But Basquiat's fame is not cemented simply in cultural schemata and obsolete ideas of genius. Next to the actual quality of his paintings, we must remember the situation of the art world when Basquiat entered the scene in the early 80s. In the US, artistic developments and the art market in the 1970s were dominated by the Pop art scene including Andy Warhol, as well as the rise of the Concept art and Minimal art. The nations museums and galleries didn't pay much attention to new ideas or movements. It wasn't until galleries looked hopefully to Europe, where a renaissance had begun to challenge the decades old notion that painting had died. Then Germany gave rise to a movement known as the Young Wild Ones and helped to popularize a Neo-expressive, figurative style of painting. A younger generation was responding to the intellectuals that did not fear to conjure romantic images of the world, and that didn't disguise their debt to the idealism of German Expressionism. All this came at a time when the art market began to boom. Buying art was chic and art became an object of investment. A new lifestyle began to flourish and gave rise to an absurd situation, in which artist started producing according to the laws of supply and demand. It became sell sell sell and most of these works got bought by private collectors just to make it into a gallery 2-3 years later with an obusured price tag.
Understanding the situation of Basquiat is difficult, insofar as we cannot assume that he ever held control over the marketing of his own work. It was not just his work that was marketed, but also the image of Jean-Michel Basquiat himself, as the only black artist to achieve the Olympian pinnacle of international painter stars, in an art world defined mainly by price tags. Without a doubt, a large part of his initial success, as well as of his later downfall, can be traced to the latent racism of the New York art scene at the time.
He was in the right place at the right time with the wrong ending. In our opinion Basquiat painted for himself but his career was being driven by others. His rise to fame was supported by private collectors, galleries and friends in an art world that was just beginning to boom and still booming today. RIP King.

# Stored rows
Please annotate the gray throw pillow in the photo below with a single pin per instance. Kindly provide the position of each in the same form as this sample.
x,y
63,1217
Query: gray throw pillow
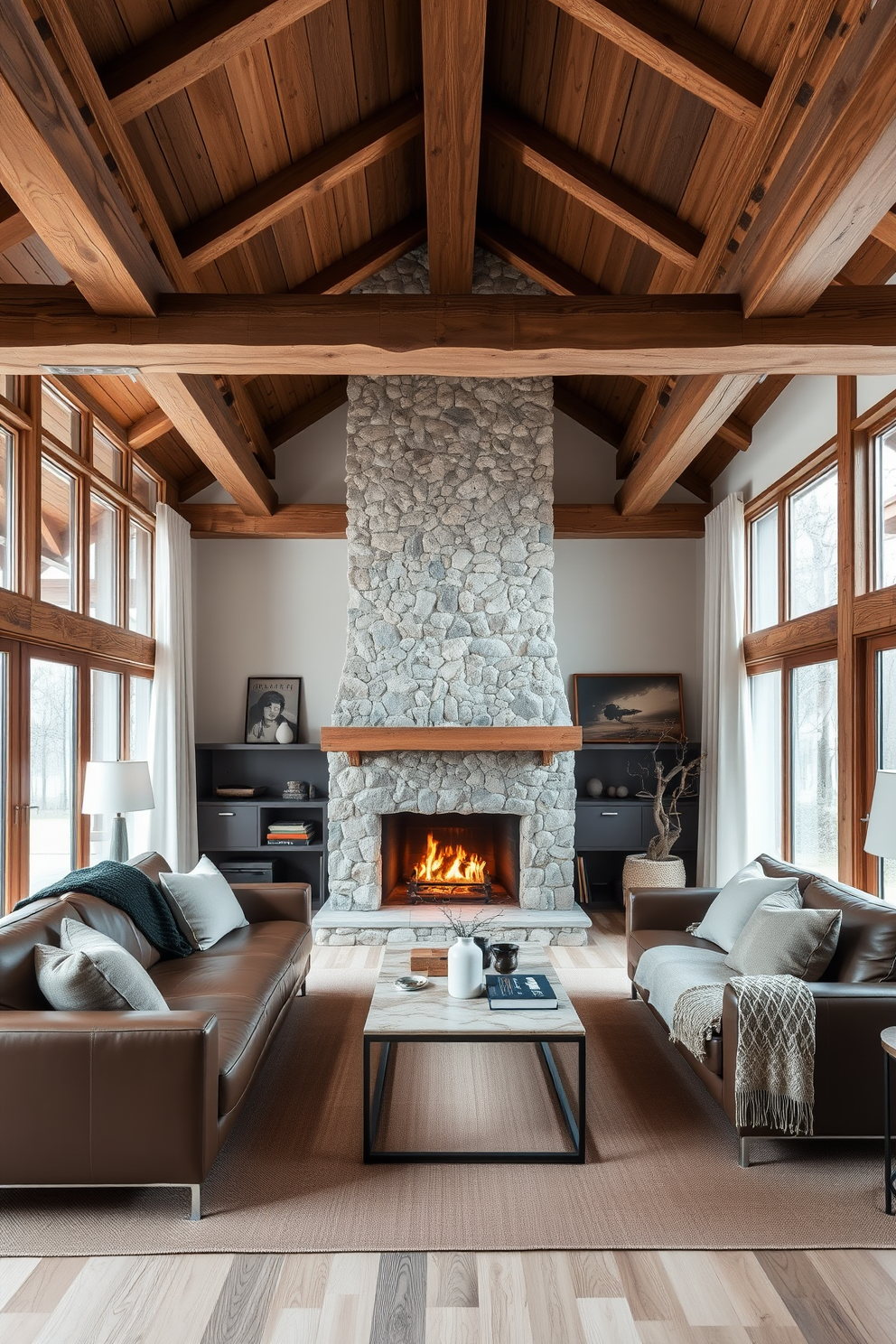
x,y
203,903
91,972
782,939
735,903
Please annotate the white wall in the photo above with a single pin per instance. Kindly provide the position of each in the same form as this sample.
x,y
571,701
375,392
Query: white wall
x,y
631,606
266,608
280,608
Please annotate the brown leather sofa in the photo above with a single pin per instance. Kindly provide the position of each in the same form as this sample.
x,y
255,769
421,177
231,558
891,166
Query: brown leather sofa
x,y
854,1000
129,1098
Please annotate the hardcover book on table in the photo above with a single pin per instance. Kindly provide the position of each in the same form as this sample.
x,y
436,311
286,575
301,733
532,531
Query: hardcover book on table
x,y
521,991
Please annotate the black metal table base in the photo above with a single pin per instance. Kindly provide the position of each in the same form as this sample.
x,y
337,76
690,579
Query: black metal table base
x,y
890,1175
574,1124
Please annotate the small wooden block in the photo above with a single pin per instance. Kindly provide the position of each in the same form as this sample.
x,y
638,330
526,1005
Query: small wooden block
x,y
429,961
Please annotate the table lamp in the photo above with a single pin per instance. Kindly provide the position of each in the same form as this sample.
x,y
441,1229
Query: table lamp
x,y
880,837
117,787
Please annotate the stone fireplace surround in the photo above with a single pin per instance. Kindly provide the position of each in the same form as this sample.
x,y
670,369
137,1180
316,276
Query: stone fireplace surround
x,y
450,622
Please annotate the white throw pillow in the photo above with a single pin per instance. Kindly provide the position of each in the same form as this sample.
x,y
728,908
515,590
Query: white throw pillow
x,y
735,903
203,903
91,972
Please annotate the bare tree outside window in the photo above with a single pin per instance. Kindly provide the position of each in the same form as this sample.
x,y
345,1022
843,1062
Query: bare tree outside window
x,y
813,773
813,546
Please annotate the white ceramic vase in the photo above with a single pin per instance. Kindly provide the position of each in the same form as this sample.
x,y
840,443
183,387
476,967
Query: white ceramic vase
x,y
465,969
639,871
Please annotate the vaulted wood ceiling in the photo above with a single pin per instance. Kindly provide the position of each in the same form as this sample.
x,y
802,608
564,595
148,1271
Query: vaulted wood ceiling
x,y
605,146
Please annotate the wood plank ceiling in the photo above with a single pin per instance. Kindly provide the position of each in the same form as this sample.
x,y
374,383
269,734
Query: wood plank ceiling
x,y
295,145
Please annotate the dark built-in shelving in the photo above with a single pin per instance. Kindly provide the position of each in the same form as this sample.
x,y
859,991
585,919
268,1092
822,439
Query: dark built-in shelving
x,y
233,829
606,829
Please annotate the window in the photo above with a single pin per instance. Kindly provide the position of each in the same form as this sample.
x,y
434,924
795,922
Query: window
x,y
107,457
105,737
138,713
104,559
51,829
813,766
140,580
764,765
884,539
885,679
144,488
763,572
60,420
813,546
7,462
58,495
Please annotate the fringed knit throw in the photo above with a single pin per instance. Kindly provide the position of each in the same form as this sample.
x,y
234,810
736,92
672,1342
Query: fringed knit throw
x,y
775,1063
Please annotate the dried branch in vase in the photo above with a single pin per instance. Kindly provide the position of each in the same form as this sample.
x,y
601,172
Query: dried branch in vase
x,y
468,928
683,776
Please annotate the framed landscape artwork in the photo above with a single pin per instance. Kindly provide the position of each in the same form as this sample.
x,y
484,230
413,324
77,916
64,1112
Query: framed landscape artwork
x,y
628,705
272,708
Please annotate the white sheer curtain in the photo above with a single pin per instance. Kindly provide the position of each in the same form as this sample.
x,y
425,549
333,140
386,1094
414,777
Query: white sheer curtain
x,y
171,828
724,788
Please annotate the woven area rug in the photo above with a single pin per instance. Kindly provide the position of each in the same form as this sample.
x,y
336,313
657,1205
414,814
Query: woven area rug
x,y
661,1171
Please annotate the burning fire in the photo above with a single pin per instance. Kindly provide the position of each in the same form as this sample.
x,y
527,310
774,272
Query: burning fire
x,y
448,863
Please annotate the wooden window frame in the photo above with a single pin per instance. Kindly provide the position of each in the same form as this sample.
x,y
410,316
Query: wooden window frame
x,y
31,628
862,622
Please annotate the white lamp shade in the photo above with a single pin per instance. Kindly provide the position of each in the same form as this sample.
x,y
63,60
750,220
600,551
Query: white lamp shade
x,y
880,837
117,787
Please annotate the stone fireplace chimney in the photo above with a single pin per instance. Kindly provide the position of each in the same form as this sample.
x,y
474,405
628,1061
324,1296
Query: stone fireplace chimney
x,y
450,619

# List of tasks
1. Decide whether each statement agrees with the text about Basquiat, answering yes or no and quoting the deciding words: (a) Pop art, including Andy Warhol, dominated the US art market in the 1970s. (b) Basquiat controlled the marketing of his own work. (c) Germany produced a movement called the Young Wild Ones.
2. Answer these questions from the text about Basquiat:
(a) When did Basquiat enter the art scene?
(b) Besides being chic, what did art become during the market boom?
(c) Who supported Basquiat's rise to fame?
Rely solely on the text about Basquiat, not on the records.

# Solutions below
1.
(a) Yes: "artistic developments and the art market in the 1970s were dominated by the Pop art scene including Andy Warhol"
(b) No: "we cannot assume that he ever held control over the marketing of his own work"
(c) Yes: "Germany gave rise to a movement known as the Young Wild Ones"

2.
(a) In the early 80s.
(b) An object of investment.
(c) Private collectors, galleries and friends.